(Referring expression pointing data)

-=-=-

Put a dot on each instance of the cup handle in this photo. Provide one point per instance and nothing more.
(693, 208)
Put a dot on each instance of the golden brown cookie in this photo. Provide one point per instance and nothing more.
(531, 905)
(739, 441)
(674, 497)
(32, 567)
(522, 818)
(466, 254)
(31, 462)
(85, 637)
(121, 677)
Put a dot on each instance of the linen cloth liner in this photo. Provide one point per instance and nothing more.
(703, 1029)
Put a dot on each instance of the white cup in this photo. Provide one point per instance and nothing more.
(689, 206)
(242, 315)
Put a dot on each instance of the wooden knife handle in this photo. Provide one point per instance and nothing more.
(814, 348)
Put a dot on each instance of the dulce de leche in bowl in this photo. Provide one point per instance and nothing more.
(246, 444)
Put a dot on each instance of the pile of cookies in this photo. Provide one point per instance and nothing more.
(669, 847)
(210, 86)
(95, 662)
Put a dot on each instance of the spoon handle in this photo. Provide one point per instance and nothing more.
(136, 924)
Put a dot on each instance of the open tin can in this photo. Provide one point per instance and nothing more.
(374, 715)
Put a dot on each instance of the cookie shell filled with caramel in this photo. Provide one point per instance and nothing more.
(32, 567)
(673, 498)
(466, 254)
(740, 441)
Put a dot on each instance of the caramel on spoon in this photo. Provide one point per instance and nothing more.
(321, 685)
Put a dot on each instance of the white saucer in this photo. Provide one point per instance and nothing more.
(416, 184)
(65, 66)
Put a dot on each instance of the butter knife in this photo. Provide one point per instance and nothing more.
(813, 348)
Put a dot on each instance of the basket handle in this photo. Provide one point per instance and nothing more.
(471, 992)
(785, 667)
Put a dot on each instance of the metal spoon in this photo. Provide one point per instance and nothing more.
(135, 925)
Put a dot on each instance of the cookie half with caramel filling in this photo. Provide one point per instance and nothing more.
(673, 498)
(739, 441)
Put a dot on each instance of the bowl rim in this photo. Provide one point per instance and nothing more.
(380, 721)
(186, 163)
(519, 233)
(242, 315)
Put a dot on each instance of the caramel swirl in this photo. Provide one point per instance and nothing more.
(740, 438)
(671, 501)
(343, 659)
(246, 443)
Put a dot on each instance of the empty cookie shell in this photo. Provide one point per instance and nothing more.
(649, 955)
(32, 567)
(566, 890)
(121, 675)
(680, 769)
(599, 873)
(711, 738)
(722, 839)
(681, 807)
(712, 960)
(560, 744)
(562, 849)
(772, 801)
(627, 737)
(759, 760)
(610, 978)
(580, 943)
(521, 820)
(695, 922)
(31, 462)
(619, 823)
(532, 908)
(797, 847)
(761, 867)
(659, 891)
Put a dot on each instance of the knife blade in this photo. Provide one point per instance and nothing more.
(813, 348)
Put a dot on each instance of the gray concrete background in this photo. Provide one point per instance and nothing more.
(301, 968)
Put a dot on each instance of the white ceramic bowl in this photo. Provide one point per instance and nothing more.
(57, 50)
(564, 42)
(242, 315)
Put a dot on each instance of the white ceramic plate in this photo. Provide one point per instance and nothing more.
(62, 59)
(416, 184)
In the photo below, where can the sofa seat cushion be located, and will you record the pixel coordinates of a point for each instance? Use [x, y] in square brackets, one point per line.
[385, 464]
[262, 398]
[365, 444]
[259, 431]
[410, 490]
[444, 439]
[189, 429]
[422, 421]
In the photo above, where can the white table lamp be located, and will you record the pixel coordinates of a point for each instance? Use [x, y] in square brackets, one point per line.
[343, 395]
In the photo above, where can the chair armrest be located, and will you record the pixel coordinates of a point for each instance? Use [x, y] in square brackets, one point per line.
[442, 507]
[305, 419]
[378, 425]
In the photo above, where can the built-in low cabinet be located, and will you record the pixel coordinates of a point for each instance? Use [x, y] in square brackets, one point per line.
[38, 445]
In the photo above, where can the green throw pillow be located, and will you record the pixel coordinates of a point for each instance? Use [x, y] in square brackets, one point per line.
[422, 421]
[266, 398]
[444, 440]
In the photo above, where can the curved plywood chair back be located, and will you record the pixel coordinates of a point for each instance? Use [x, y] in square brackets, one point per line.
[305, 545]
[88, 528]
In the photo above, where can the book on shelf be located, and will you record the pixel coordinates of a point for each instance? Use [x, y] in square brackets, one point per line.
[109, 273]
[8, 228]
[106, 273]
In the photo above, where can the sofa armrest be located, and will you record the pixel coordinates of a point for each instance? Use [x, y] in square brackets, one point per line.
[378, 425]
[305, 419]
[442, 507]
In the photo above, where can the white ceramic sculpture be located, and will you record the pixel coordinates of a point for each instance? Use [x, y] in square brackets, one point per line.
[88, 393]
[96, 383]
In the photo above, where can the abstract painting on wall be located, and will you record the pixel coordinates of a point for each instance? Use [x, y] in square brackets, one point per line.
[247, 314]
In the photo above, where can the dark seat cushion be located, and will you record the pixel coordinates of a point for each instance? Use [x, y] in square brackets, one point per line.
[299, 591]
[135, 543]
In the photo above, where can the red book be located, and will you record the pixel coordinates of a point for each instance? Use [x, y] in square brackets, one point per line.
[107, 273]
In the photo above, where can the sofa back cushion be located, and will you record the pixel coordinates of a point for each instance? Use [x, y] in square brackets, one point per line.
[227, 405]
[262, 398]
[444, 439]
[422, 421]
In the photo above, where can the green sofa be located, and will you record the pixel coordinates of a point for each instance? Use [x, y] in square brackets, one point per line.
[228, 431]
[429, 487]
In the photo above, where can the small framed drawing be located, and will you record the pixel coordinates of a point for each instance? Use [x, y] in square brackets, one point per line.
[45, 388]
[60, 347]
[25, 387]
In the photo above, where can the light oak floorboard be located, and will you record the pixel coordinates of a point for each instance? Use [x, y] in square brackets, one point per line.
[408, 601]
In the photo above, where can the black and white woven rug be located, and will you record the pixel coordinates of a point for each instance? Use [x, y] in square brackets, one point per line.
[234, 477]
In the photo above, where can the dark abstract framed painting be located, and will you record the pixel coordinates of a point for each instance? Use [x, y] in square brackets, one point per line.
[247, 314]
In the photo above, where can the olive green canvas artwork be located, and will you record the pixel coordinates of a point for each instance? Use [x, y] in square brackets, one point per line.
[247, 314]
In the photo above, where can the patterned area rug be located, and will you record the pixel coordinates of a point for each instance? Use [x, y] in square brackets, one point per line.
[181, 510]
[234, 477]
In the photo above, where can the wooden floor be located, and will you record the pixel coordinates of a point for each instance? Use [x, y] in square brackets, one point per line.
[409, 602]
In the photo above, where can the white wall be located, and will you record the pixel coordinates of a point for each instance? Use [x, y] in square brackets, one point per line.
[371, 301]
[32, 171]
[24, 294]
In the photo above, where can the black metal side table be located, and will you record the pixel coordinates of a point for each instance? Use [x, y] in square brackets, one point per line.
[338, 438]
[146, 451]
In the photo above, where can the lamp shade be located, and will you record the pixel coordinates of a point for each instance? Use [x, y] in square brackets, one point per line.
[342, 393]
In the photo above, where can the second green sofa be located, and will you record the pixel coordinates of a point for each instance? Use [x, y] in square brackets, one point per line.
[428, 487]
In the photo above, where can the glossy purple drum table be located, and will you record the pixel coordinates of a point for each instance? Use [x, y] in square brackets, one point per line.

-=-=-

What is needed here is an exact copy of every record.

Put a dot on each instance of the cup handle in this photo. Provide one point per instance and nothing more.
(693, 208)
Put a dot on each instance of the golden brown cookie in this photo. Provide one point per instance and nothing more.
(531, 905)
(739, 441)
(674, 497)
(32, 567)
(522, 818)
(466, 254)
(31, 462)
(85, 637)
(121, 677)
Put a dot on each instance of the linen cloth liner in this photo. Provide one point per instance and nothing more.
(703, 1029)
Put a dot on each instance of the white cup in this photo. Provide one point per instance and nothing more.
(689, 206)
(242, 315)
Put a dot on each instance of the wooden knife handle in this photo. Provide one point per instance and nothing more.
(814, 348)
Put a dot on each instance of the dulce de leche in bowl in this photo. Provide one point per instance and nothing more.
(246, 444)
Put a dot on each instance of the pile of cookies in this photo. Provide one point per instance and nothing more.
(669, 847)
(210, 86)
(95, 662)
Put a dot on each instance of the spoon handle in this photo. Provide one point per instance and nothing more.
(136, 924)
Put a dot on each instance of the open tin can in this photo. Provide one point per instance and nothing more.
(374, 715)
Put a dot on each instance of the cookie shell filled with caramel in this photo. Provide one point per instance and nothing more.
(32, 567)
(673, 498)
(466, 254)
(740, 441)
Put a dot on each instance of the caramel on spoon in this photo. Provide one point per instance and nothing more.
(321, 685)
Put a dot on each instance of the white saucer in this photo. Provide one point per instance and nothing more.
(416, 184)
(65, 66)
Put a dot on each instance of the butter knife in this photo. Provide one point per instance and nothing more.
(813, 348)
Put a dot on each instance of the basket handle in this photo. Provide one point per instance and nothing more.
(471, 992)
(785, 667)
Put a dot on each instance of the metal spoon in this photo. Provide one point per instance and nothing more.
(135, 925)
Put a dot on each instance of the cookie half with caramel filling in this photo. Provide one point per instance and nothing more.
(673, 498)
(739, 441)
Put a dot on each instance of the bowl rim in this photo. Provide one point per instance and nothing more.
(380, 721)
(186, 163)
(519, 233)
(242, 315)
Put a dot on each instance of the caramel swirl in this photo. Provide one point per instance and nothing more.
(740, 438)
(671, 501)
(343, 659)
(246, 443)
Put a dot on each instance of the empty cookie shell in this photo. Provide one point per instance and nothing more.
(649, 955)
(32, 567)
(566, 890)
(121, 675)
(680, 769)
(599, 873)
(711, 738)
(722, 839)
(681, 807)
(712, 960)
(560, 744)
(562, 849)
(772, 801)
(627, 737)
(759, 760)
(610, 978)
(580, 943)
(521, 820)
(695, 922)
(31, 462)
(619, 823)
(532, 908)
(797, 847)
(761, 867)
(659, 891)
Put a dot on each instance of the knife blade in this photo. Provide one point per instance and nothing more.
(813, 348)
Put a dot on each instance of the gray concrete background in this photo. Provide one point per instance and nothing more.
(301, 968)
Put a dot on each instance of the white ceramic bowl in this photo. Provide one point per instance and nothing more.
(57, 50)
(564, 42)
(242, 315)
Put a dot on each instance of the white ceramic plate in this photo. Provide one point per instance and nothing more.
(62, 59)
(416, 184)
In the photo below, where can the sofa seat cushion be located, and will you record the pixel coordinates of a point for each instance? Use [x, y] in square brackets, one point per line.
[385, 464]
[262, 398]
[365, 444]
[259, 431]
[410, 490]
[444, 439]
[189, 429]
[422, 421]
In the photo above, where can the white table lamp be located, and will you record the pixel coordinates of a point for each instance? Use [x, y] in square brackets, one point per line.
[343, 395]
In the photo above, where can the chair armrest be located, and will you record the pixel coordinates of a point for each instance? Use [x, y] in square brackets, one point per line.
[442, 507]
[305, 419]
[378, 425]
In the photo above, where can the built-in low cabinet be located, and will you record the pixel coordinates of a point for each instance? Use [x, y] in square brackets, one point per line.
[38, 445]
In the photo above, where can the green throw pillow be located, and will you record the pixel coordinates of a point for each instance? Use [x, y] in square brackets, one point per line.
[422, 421]
[266, 398]
[444, 440]
In the photo above, where can the curved plywood chair back be located, and will you record the pixel coordinates of a point for each instance? Use [x, y] in square brackets, one point per line.
[305, 545]
[88, 528]
In the photo above, where can the book on shelf be located, and will you record the pixel coordinates of a point for each instance? Use [x, y] in square brackets, one point per line.
[109, 273]
[8, 228]
[106, 273]
In the photo above, where can the sofa armrest be located, and will you record the pixel coordinates of a point for each instance? Use [x, y] in square brackets, one point per line.
[378, 425]
[305, 419]
[442, 507]
In the photo above, where can the white ceramic sculpture be located, and will you record the pixel coordinates of a point for each instance? Use [x, y] in square brackets, one point per line.
[88, 393]
[96, 383]
In the photo above, where can the abstract painting on wall be located, and will you record the pixel coordinates of a point for each instance? Use [x, y] in square brackets, one point per line.
[247, 314]
In the photo above, where can the dark seat cushion be located, and will you record the pixel coordinates of a point for each instance? Use [x, y] in square brackets, one point per line.
[299, 591]
[135, 543]
In the photo above, where can the red book be located, and will you record the pixel coordinates of a point for each instance? Use [x, y] in square brackets, one point per line.
[107, 273]
In the photo above, where can the sofa back cushion be located, and will you record the pixel coordinates of a point for each instance? Use [x, y] in square brackets, one point per line.
[227, 405]
[262, 398]
[444, 439]
[422, 421]
In the photo above, where can the green sofa be located, and will you record the pixel coordinates of a point for each instance? Use [x, y] in square brackets, one point per line.
[228, 431]
[429, 487]
In the photo above, where can the small framed drawing be located, and will you record the pixel coordinates of a point for each instance? Use [x, y] in square brackets, one point per line.
[45, 388]
[60, 347]
[25, 387]
In the photo above, where can the light oak floorboard be located, and will you record the pixel coordinates of a point for each instance? Use [x, y] in square brackets, one point per line.
[408, 601]
In the photo above, where can the black and white woven rug be located, and will you record the pixel coordinates of a point for each instance? Use [x, y] in square brackets, one point per line.
[234, 477]
In the photo above, where can the dark abstract framed painting be located, and will you record the pixel coordinates of a point for each instance? Use [x, y] in square brackets, one point per line.
[247, 314]
In the photo above, where can the olive green canvas artwork be located, and will you record the pixel coordinates of a point for each instance? Use [x, y] in square brackets, one point per line.
[247, 314]
In the photo above, where can the patterned area rug be located, and will you record the pixel coordinates of a point for each instance? Use [x, y] in square brackets, one point per line.
[181, 510]
[234, 477]
In the photo above, where can the wooden floor be located, and will you record the pixel coordinates of a point for each instance? Use [x, y] in square brackets, one point per line.
[409, 602]
In the photo above, where can the white wall be located, and will you record the pixel coordinates of a point for each instance? Use [x, y] in square brackets, one point per line.
[371, 301]
[32, 171]
[24, 294]
In the photo above, where can the black metal side table be located, and will you record the pixel coordinates of a point for each instance? Use [x, y] in square brackets, one point per line.
[338, 438]
[146, 451]
In the photo above, where can the lamp shade be located, and will you record the pixel coordinates of a point for each instance? Use [x, y] in square brackets, one point per line.
[342, 393]
In the photo above, where can the second green sofa be located, and will you record the pixel coordinates of a point for each instance? Use [x, y] in square brackets, one point per line.
[428, 487]
In the photo above, where can the glossy purple drum table be located, and will you record the pixel coordinates of a point for each instance? Use [x, y] in square brackets, one point per line.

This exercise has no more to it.